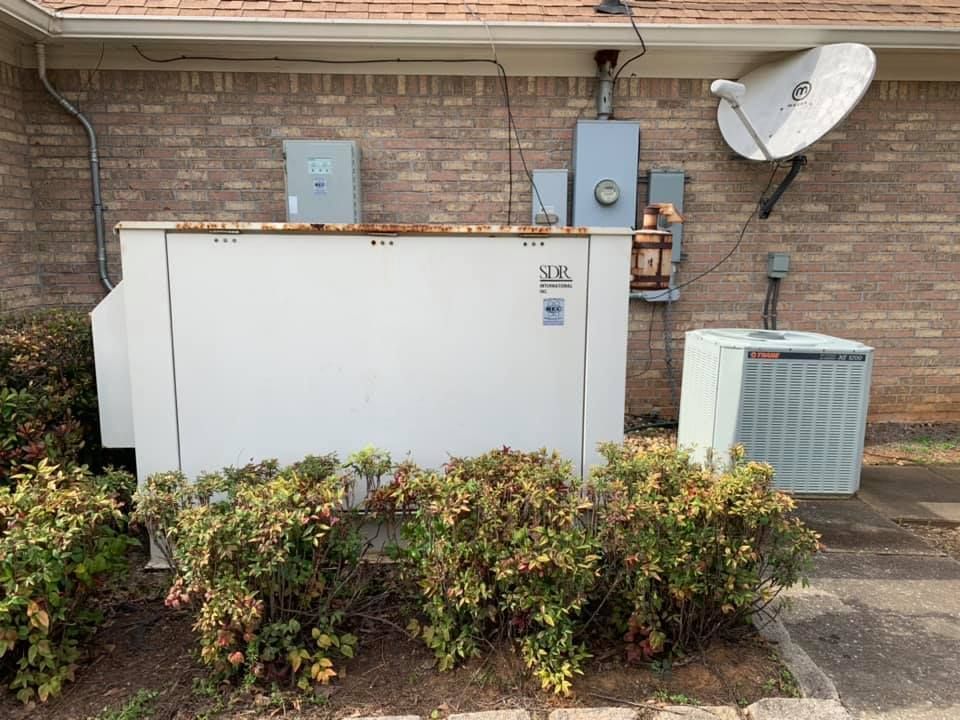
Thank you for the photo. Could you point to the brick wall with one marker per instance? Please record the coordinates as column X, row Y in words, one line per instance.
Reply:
column 19, row 279
column 871, row 224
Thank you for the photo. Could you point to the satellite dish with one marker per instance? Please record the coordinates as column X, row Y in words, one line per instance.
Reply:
column 780, row 109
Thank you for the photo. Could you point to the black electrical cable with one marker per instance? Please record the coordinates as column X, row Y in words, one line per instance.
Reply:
column 775, row 298
column 643, row 45
column 649, row 362
column 735, row 247
column 765, row 314
column 93, row 73
column 668, row 352
column 501, row 71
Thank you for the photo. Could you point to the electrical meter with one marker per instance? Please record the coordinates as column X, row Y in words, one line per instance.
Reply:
column 607, row 192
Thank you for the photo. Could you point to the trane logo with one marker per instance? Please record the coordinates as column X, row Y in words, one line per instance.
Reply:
column 555, row 273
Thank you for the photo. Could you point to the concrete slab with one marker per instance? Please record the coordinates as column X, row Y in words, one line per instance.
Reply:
column 886, row 629
column 912, row 493
column 704, row 712
column 492, row 715
column 793, row 709
column 601, row 713
column 951, row 472
column 853, row 526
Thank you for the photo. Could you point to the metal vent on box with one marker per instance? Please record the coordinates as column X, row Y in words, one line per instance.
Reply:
column 795, row 400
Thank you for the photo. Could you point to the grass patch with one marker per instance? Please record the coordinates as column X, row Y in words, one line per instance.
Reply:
column 139, row 707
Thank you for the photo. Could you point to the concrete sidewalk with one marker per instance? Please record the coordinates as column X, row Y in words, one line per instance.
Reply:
column 882, row 613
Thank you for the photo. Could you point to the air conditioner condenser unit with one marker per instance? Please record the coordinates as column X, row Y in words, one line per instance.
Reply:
column 796, row 400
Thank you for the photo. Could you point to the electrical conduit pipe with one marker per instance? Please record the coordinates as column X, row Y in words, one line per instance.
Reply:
column 94, row 164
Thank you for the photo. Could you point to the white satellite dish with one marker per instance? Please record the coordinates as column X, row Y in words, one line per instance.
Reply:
column 780, row 109
column 792, row 103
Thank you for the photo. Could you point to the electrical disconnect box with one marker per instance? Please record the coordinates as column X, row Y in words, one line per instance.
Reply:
column 778, row 265
column 322, row 181
column 605, row 157
column 667, row 186
column 549, row 198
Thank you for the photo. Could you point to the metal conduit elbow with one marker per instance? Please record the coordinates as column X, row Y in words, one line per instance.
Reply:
column 94, row 164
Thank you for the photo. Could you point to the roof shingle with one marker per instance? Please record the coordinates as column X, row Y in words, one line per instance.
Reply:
column 912, row 13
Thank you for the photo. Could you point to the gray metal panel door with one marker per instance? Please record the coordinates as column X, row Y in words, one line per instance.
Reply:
column 605, row 150
column 322, row 180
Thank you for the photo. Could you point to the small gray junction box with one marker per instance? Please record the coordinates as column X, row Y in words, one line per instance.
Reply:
column 322, row 181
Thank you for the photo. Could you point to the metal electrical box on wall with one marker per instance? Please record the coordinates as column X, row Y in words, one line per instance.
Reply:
column 549, row 188
column 667, row 186
column 605, row 157
column 322, row 181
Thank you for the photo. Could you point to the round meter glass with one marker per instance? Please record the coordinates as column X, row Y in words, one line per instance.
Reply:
column 607, row 192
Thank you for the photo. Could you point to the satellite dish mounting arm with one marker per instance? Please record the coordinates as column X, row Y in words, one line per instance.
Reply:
column 767, row 204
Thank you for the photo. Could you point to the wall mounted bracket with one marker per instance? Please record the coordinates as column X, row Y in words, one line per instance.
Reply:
column 767, row 204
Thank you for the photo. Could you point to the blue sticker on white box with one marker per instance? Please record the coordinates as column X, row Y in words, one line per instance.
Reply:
column 553, row 311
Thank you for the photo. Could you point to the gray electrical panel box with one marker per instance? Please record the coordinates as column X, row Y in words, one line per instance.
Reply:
column 667, row 186
column 550, row 188
column 778, row 265
column 605, row 157
column 322, row 181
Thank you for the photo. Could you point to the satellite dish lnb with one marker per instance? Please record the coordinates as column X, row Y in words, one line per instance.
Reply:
column 780, row 109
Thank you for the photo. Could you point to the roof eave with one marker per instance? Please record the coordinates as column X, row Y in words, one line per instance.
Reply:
column 40, row 23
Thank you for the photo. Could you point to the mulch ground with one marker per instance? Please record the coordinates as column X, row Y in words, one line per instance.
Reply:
column 912, row 444
column 145, row 646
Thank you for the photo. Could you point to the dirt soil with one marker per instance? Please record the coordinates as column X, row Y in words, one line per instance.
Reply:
column 941, row 537
column 912, row 444
column 145, row 646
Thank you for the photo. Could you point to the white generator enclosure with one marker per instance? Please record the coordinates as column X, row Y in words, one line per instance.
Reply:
column 796, row 400
column 258, row 341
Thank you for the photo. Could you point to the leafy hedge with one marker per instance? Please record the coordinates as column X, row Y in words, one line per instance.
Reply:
column 271, row 559
column 48, row 398
column 690, row 552
column 61, row 538
column 506, row 545
column 496, row 549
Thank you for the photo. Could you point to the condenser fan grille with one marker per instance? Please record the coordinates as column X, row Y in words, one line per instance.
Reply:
column 803, row 417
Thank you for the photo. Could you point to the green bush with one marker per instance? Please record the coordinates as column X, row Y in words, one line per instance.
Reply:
column 61, row 538
column 48, row 398
column 690, row 552
column 271, row 559
column 496, row 550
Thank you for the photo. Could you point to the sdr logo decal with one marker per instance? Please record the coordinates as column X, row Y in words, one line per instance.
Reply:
column 555, row 273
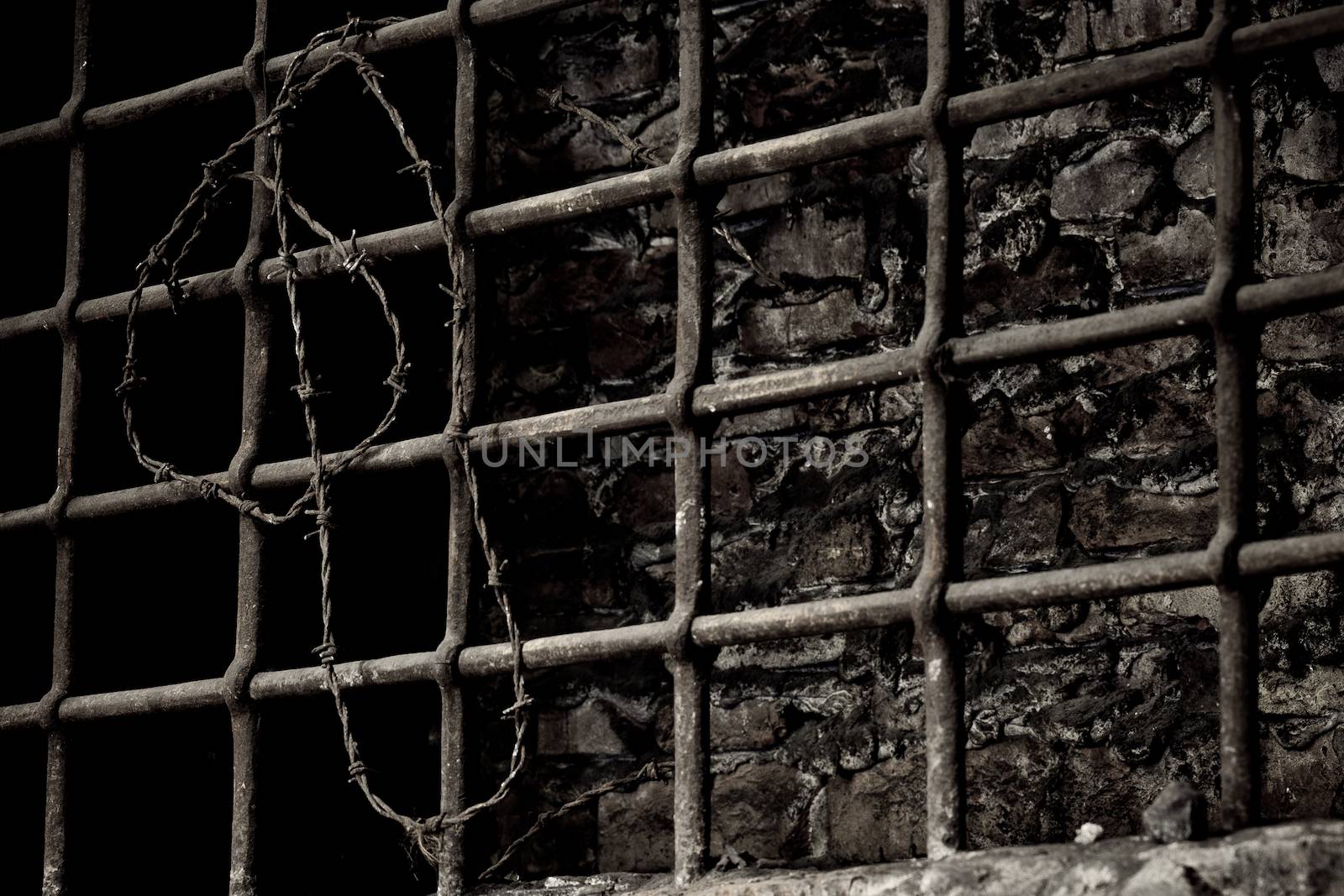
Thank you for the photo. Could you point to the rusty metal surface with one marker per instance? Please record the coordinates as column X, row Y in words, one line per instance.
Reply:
column 1236, row 348
column 71, row 376
column 691, row 664
column 259, row 342
column 1231, row 309
column 945, row 779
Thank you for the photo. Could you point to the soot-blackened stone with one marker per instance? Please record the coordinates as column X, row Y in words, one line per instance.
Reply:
column 1179, row 813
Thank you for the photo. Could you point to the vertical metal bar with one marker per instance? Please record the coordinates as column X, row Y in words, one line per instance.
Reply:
column 257, row 355
column 467, row 164
column 1236, row 345
column 941, row 441
column 71, row 376
column 696, row 268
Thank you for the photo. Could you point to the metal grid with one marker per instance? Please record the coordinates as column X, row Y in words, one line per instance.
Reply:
column 1231, row 309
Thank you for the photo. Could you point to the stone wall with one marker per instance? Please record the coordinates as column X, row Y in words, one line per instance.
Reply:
column 1074, row 714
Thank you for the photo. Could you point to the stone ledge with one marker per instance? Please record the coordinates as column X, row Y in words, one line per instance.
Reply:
column 1292, row 859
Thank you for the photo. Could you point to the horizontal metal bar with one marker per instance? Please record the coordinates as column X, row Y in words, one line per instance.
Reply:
column 831, row 616
column 1034, row 96
column 228, row 82
column 1018, row 345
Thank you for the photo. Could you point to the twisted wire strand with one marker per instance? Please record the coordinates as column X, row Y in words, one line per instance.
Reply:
column 167, row 261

════

§ **PROBLEM TO WORK ON**
An exact copy of the lines above, from the one containing "Thank you for the photo. Could you point to the soot-blackened" down to the one containing "Thank you for the photo. Could you point to the vertical" and including both, is the whole answer; retype it and nothing else.

§ **RESULT**
Thank you for the photo. Could you point to the soot-blackened stone with one marker per instance? Please record the coordinates as column X, row Y in words, one line per instance.
Reply:
column 1179, row 813
Thank you for the photo. Could you point to the vertical metal bar with one marker per instance? Please record the coordinates as column X, row Y in words, one line per instance.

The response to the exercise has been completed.